> [DATA FOR THIS EXERCISE]:
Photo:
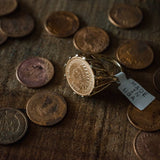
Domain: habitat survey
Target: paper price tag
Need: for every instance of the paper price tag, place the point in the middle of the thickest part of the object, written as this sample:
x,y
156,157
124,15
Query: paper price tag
x,y
135,93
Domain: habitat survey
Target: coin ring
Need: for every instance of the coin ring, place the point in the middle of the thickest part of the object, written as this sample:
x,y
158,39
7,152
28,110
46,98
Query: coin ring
x,y
79,67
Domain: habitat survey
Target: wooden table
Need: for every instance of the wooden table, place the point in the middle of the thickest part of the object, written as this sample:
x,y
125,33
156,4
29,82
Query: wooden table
x,y
95,128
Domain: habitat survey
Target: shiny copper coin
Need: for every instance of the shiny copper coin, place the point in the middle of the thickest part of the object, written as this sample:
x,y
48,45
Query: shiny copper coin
x,y
91,40
125,16
135,54
46,108
62,24
3,37
146,120
35,72
147,145
13,125
156,80
18,24
7,6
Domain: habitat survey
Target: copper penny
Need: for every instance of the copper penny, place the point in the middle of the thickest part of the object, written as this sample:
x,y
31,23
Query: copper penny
x,y
146,120
35,72
13,125
46,108
3,37
91,40
7,6
125,16
80,76
156,80
18,24
147,145
135,54
62,24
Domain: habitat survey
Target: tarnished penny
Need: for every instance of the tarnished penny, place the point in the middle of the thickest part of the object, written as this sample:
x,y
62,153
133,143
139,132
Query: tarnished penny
x,y
125,16
80,76
147,145
7,6
62,23
13,125
146,120
35,72
18,24
46,108
156,79
91,40
135,54
3,37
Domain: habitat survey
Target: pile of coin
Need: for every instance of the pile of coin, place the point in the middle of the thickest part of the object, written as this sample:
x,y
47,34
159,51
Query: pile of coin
x,y
13,22
44,108
86,75
89,40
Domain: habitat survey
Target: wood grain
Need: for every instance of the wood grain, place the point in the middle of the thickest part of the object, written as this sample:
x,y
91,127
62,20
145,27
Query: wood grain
x,y
95,128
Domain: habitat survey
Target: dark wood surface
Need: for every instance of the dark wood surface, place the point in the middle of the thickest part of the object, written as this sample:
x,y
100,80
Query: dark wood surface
x,y
95,128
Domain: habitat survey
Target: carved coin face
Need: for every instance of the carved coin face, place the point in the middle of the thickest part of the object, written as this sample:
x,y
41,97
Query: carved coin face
x,y
18,24
146,120
80,76
91,40
3,37
147,145
135,54
62,24
156,80
13,125
35,72
125,16
46,108
7,6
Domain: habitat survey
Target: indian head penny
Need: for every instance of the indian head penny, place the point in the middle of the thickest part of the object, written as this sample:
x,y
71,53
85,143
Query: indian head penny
x,y
7,6
147,119
18,24
125,16
135,54
62,23
46,108
91,40
147,145
35,72
13,125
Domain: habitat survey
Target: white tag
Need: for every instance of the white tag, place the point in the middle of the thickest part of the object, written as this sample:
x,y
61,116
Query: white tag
x,y
135,93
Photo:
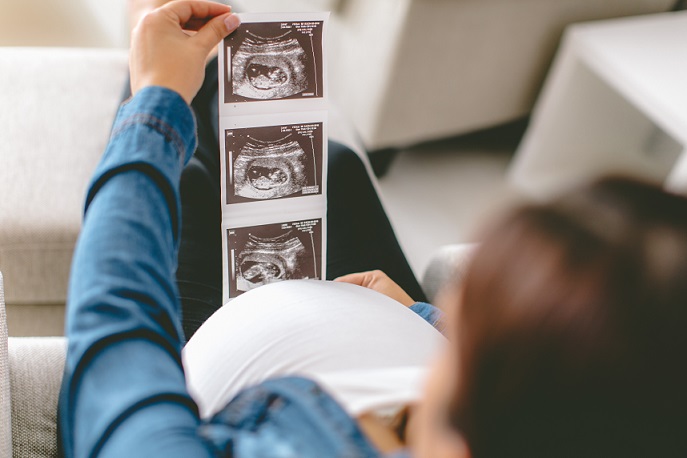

> [WORK TASK]: In the copy, include every entry above exactly and leave out each picture.

> [RESULT FOR THIS EXERCISE]:
Photo:
Domain: habitat survey
Target: paper price tag
Need: for every instance of the paper price tag, place the point in the middle of the thickest part of the object, written as this sample:
x,y
156,157
124,15
Query: paper price tag
x,y
135,93
Domain: habitat survey
Target: coin ring
Need: for every instance of the coin ring, place the point in the middle of the thickest part of the object, written as this sample:
x,y
158,39
7,152
28,110
46,98
Query: coin ring
x,y
79,67
Domain: habitat survey
Target: wooden table
Need: for every instance of the wooden table, place the point in the middle of the thickest part of the object, written as this sample:
x,y
125,33
156,4
29,82
Query: wooden table
x,y
95,128
Domain: habitat survey
Target: shiny copper coin
Need: for every instance of the shiny copper coin, place the point in the middle of the thickest part of the object, written as this sample:
x,y
48,45
Query: shiny copper coin
x,y
91,40
125,16
135,54
46,108
62,24
3,37
146,120
35,72
147,145
13,125
156,80
18,24
7,6
Domain: habitat survey
Target: copper penny
Need: for every instance of the copper penny, place the point in the middle of the thickest part of the object, written as this sample:
x,y
31,23
Query: copper penny
x,y
146,120
35,72
13,125
46,108
3,37
91,40
7,6
125,16
80,76
156,80
18,24
147,145
135,54
62,24
Domain: habitat survey
Target: tarnished penny
Need: for every instance of the tarnished penny, place the point in the middle of the thickest part of the object, written as this sample:
x,y
62,153
133,143
139,132
Query: tarnished penny
x,y
125,16
80,76
147,145
7,6
62,23
13,125
146,120
35,72
18,24
46,108
156,79
91,40
135,54
3,37
Domain: habitat survey
Target: pile of coin
Need: for every instance of the pile of coin, place the point in the middle of the thickest part of the object, written as this sample:
x,y
47,34
159,51
Query: pile of coin
x,y
13,22
44,108
86,75
89,40
Domain: habitat survey
Target: wood grain
Need: for every instance of the wood grain, place the point in the middle of the thickest part of the object, written as this sample:
x,y
91,127
62,20
145,27
Query: wood grain
x,y
95,128
Domain: habitat survey
Target: dark wood surface
Need: for every instance of the dark wood surface, place the point in the middle of the thickest part of the object, written as this sample:
x,y
100,80
Query: dark wood surface
x,y
95,128
Domain: habitat survey
Target: carved coin face
Need: for every instance of the carved coin face, place the point in the middle of the thickest part of the object, written as this sample:
x,y
41,97
Query: carved coin face
x,y
18,24
146,120
80,76
91,40
3,37
147,145
135,54
62,24
156,80
13,125
35,72
125,16
46,108
7,6
Domain: habitat survey
Target: indian head penny
Need: for every instance of the indian head penny, place the point in the middle of the thickest part of the object, written as this sample:
x,y
71,53
85,143
Query: indian head penny
x,y
7,6
147,119
18,24
125,16
135,54
62,23
46,108
91,40
147,145
35,72
13,125
Domain: habitat survey
Target: white tag
Need: for every instance of the white tag, place the point in the middle of the thickest part of the object, written as this sample:
x,y
61,116
Query: white tag
x,y
135,93
Photo:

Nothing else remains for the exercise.